## [Exercise]
Report each line in the items below that contains the word "girl", copying every such line in full.

(Items from a data source)
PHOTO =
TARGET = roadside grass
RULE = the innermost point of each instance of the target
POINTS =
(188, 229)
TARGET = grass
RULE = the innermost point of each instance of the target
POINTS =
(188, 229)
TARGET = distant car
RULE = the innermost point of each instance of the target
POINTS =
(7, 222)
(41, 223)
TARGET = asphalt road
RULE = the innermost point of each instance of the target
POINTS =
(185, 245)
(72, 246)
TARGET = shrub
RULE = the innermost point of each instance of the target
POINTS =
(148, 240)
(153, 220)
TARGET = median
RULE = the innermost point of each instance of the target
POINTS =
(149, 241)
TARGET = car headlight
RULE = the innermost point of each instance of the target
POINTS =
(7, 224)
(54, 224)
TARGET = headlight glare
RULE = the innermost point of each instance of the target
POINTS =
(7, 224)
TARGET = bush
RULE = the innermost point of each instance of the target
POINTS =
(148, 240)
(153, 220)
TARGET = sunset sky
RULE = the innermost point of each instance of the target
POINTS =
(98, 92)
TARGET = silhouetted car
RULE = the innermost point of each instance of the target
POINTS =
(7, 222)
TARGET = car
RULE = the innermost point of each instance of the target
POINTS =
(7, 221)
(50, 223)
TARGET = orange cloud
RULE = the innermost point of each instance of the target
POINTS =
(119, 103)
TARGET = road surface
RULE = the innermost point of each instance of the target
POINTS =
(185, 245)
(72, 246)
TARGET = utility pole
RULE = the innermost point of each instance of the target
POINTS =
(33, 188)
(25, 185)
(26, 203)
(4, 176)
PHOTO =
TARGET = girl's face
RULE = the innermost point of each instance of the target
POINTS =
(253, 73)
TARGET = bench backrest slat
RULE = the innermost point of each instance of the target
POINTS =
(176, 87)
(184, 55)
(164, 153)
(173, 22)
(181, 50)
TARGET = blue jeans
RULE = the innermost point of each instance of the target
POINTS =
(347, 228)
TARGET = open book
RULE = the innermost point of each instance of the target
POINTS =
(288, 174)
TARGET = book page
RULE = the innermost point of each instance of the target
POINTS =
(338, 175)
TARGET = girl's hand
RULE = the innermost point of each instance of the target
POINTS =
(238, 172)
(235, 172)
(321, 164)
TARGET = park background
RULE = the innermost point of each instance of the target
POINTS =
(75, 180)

--

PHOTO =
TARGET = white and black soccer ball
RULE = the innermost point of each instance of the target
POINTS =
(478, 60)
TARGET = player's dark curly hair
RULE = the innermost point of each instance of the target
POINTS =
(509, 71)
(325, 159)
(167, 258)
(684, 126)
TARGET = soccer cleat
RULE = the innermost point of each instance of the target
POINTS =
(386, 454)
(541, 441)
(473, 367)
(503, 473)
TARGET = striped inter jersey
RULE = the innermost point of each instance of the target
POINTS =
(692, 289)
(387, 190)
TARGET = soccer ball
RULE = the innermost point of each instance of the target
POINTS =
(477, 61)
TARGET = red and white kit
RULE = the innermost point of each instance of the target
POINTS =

## [Written response]
TARGET = girl's face
TARGET = girl's hand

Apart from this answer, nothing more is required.